§ ITEMS:
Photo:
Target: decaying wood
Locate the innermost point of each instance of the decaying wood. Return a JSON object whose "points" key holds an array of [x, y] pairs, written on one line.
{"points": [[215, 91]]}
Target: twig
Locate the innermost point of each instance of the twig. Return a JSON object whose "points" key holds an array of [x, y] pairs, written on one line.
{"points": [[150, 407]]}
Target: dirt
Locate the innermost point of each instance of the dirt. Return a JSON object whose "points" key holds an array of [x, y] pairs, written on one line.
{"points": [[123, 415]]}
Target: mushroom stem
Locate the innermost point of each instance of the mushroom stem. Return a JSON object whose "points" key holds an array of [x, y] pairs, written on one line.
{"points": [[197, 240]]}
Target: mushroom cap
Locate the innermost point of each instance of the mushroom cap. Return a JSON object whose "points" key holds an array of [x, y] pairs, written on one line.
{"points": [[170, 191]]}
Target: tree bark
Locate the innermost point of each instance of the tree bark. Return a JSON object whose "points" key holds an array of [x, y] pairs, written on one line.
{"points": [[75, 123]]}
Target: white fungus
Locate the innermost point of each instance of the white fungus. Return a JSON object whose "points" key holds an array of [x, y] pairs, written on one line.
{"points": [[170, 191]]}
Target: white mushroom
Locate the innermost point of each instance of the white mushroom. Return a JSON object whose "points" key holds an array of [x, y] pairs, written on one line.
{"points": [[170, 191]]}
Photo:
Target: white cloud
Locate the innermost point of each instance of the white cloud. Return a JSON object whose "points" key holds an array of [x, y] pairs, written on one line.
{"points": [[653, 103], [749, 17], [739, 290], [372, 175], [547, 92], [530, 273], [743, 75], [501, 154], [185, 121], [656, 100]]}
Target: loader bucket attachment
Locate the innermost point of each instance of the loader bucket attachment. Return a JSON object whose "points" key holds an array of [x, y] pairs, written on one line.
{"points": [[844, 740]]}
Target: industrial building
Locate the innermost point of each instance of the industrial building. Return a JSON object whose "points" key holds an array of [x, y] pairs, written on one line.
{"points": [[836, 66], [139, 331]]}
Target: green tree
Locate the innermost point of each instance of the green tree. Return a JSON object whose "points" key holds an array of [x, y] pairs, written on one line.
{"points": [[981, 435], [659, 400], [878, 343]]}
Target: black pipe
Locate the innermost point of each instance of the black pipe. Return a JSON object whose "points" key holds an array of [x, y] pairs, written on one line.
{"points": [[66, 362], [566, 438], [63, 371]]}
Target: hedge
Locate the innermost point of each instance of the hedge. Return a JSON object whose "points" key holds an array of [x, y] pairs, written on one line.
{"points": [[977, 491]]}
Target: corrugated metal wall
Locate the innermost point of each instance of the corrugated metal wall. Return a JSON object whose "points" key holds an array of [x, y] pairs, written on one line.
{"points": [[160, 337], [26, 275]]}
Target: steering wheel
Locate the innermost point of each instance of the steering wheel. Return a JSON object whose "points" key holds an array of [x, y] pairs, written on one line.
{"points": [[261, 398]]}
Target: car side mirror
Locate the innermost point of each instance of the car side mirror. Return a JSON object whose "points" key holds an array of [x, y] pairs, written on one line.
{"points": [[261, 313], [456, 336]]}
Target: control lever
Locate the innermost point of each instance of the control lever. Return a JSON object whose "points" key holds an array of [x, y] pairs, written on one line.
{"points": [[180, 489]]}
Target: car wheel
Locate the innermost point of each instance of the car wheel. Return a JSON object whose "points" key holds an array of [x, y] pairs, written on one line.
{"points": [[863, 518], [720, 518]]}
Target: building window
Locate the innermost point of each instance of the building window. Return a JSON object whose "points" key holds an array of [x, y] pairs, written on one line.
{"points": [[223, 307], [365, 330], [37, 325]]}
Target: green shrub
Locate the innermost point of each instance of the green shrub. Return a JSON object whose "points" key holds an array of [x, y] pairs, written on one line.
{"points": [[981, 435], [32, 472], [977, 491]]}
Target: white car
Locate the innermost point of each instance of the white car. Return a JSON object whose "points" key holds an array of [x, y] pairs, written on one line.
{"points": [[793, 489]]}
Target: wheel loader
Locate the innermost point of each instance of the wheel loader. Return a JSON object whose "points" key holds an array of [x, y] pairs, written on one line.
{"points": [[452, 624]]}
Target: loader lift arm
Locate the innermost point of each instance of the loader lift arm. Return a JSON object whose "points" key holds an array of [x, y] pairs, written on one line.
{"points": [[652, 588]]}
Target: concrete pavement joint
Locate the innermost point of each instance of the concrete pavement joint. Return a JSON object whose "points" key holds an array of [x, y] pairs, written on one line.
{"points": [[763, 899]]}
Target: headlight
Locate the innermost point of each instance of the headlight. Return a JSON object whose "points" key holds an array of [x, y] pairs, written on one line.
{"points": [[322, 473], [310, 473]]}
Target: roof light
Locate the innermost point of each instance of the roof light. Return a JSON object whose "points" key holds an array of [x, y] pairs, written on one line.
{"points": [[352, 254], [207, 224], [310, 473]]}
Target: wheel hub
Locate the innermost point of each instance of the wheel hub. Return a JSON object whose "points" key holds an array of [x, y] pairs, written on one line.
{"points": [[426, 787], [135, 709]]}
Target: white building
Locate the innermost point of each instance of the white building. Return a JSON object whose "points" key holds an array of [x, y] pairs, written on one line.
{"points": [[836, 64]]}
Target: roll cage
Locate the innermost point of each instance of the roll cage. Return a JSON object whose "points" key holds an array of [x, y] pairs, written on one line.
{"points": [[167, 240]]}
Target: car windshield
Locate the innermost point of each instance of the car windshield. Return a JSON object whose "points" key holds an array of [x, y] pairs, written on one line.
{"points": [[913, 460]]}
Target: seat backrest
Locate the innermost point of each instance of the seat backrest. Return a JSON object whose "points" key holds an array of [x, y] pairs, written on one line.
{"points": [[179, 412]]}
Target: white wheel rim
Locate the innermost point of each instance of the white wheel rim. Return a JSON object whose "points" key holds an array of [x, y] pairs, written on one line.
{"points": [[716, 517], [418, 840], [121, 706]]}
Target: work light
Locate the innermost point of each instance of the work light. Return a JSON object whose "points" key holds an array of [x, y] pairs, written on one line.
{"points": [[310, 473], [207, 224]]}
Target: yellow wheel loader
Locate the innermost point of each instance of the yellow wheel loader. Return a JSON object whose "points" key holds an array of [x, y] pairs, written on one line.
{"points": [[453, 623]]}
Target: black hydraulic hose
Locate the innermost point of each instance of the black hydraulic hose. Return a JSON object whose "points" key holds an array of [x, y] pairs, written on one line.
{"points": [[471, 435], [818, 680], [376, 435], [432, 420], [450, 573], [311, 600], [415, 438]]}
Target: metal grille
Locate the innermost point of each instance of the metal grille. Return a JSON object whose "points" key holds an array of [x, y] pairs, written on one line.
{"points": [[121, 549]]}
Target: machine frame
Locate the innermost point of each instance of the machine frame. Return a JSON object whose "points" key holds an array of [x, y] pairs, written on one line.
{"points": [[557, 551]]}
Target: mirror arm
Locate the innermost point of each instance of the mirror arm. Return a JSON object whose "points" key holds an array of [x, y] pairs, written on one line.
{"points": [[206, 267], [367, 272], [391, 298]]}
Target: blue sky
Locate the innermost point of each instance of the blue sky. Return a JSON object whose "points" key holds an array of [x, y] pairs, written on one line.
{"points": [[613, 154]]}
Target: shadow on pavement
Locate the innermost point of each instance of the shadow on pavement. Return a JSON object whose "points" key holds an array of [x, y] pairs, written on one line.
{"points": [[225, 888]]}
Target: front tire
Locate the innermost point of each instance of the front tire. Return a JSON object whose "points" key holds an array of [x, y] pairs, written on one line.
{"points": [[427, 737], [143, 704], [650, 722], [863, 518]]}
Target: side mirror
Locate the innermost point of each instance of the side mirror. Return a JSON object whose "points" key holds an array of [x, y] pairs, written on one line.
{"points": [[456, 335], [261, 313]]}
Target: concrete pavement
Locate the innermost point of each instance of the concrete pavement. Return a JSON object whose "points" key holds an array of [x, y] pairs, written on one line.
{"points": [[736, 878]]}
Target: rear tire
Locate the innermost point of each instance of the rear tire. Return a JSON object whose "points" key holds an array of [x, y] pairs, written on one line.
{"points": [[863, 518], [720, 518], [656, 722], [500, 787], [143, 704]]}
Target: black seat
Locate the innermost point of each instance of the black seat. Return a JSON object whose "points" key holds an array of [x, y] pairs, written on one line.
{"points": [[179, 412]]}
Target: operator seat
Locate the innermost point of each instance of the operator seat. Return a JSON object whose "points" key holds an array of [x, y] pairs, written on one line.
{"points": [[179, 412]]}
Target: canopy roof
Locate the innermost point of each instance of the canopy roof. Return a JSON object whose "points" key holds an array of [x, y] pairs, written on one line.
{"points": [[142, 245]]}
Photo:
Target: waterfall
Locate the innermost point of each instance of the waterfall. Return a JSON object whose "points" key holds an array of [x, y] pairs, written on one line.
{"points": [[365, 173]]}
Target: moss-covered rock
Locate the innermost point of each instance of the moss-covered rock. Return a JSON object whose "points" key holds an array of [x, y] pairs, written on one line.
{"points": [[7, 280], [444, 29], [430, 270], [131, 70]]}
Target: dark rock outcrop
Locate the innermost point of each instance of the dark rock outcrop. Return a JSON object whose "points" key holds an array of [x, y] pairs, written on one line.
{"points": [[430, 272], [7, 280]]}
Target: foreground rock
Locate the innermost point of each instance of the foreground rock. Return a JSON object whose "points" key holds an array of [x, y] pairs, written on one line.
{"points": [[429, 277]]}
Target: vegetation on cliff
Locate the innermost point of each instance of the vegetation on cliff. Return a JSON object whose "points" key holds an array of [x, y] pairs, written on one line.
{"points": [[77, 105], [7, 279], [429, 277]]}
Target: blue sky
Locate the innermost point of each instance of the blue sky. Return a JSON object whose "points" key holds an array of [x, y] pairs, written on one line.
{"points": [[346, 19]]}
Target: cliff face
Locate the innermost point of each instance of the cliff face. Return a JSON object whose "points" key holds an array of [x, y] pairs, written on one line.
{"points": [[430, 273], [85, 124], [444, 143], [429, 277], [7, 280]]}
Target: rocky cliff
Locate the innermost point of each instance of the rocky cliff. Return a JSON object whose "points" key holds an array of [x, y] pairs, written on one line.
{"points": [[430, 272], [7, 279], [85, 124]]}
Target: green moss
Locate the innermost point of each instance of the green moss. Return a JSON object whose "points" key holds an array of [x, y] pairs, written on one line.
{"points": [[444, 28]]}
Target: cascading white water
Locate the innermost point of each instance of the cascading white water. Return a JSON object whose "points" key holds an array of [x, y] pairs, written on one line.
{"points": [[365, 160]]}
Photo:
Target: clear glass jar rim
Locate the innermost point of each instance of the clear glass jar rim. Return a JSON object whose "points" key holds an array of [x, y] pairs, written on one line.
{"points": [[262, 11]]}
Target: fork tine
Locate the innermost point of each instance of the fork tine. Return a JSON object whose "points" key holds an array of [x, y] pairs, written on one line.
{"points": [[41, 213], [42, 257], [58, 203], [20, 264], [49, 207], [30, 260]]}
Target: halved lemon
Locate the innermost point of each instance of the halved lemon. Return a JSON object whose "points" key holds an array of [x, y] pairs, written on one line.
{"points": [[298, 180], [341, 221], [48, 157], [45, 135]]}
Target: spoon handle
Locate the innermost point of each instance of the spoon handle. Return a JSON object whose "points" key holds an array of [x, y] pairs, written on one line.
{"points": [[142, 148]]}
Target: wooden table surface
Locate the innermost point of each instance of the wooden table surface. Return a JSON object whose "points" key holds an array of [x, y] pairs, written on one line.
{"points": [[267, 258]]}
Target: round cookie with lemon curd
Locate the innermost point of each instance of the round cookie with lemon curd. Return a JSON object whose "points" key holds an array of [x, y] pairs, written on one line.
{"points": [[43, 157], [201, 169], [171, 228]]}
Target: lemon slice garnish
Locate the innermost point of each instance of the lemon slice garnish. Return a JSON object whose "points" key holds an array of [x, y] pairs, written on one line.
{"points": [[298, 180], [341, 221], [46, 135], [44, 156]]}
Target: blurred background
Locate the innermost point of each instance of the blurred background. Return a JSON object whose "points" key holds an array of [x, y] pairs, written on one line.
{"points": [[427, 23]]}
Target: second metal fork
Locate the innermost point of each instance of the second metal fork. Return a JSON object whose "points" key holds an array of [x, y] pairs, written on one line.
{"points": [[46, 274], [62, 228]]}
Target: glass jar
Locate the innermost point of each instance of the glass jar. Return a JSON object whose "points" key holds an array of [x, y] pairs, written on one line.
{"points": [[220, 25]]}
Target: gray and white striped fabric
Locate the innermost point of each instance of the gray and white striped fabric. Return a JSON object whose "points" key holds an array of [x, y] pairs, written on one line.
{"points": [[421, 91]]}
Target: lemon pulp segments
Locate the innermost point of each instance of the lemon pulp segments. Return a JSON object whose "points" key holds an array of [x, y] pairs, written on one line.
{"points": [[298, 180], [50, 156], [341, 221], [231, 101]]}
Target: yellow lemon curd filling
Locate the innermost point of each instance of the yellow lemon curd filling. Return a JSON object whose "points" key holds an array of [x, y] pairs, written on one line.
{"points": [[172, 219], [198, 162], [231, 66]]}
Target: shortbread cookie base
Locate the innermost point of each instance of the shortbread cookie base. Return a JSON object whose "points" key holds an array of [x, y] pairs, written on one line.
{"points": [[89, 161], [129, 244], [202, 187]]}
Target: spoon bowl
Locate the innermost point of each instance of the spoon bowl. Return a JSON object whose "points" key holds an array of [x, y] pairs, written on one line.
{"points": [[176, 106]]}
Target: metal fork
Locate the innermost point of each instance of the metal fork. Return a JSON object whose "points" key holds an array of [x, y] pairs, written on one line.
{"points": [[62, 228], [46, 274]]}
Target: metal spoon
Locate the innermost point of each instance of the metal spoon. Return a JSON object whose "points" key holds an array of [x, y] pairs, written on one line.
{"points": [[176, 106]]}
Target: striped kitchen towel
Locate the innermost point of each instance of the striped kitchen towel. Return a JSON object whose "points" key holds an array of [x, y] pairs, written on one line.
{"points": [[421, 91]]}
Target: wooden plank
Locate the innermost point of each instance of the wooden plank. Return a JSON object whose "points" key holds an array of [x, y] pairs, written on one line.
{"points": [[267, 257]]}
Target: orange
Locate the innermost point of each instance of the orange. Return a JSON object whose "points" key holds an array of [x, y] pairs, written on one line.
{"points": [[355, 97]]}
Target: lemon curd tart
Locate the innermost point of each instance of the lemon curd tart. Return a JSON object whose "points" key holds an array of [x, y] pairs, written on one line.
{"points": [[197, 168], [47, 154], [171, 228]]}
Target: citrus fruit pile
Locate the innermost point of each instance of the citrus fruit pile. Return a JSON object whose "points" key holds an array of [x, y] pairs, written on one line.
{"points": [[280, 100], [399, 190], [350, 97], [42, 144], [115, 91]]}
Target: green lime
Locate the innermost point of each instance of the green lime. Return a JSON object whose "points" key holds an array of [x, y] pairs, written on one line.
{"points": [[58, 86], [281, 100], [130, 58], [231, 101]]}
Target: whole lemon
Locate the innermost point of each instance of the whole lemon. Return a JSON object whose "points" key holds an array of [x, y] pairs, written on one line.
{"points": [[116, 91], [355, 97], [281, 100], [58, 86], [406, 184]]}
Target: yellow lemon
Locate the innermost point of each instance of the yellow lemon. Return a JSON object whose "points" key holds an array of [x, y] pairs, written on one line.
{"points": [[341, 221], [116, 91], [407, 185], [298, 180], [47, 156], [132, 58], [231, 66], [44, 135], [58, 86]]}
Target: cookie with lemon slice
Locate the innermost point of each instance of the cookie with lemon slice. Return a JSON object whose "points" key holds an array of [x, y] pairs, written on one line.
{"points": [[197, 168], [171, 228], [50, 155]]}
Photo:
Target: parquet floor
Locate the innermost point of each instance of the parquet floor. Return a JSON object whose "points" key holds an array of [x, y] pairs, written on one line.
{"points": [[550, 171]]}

§ WRITTEN INSTRUCTION: Through the last line of the entries above, beginning at the line containing "Target: green lime", transcribe each line exactly, both ends included and nothing more.

§ WRITTEN SOLUTION:
Target: green lime
Locate the innermost point of each instance of the green lime. Return a JSON object whose "points" key holds an array of [x, y] pairs, written on one line.
{"points": [[58, 86], [281, 100], [130, 58], [231, 101]]}
Target: whole lemon
Locate the innermost point of each instance of the whole lemon. Return a JSON object whose "points" key holds an array of [x, y] pairs, written on one line.
{"points": [[116, 91], [355, 97], [281, 100], [58, 86], [406, 184]]}
Target: yellow lemon
Locate the innermost point of each instance of the yellow lemon. Return a JSON object whose "points" key holds an array of [x, y] pairs, written on one line.
{"points": [[341, 221], [116, 91], [407, 185], [298, 180], [47, 156], [132, 58], [231, 66], [44, 135], [58, 86]]}
Target: cookie with lemon slice
Locate the innermost point of each instance of the cookie with lemon slice. Return a JSON object whose "points" key holds an array of [x, y] pairs, written on one line.
{"points": [[197, 168], [171, 228], [50, 155]]}
Photo:
Target: parquet floor
Locate the innermost point of each instance of the parquet floor. Return a JSON object whose "points" key holds an array of [x, y] pairs, written on one line.
{"points": [[550, 171]]}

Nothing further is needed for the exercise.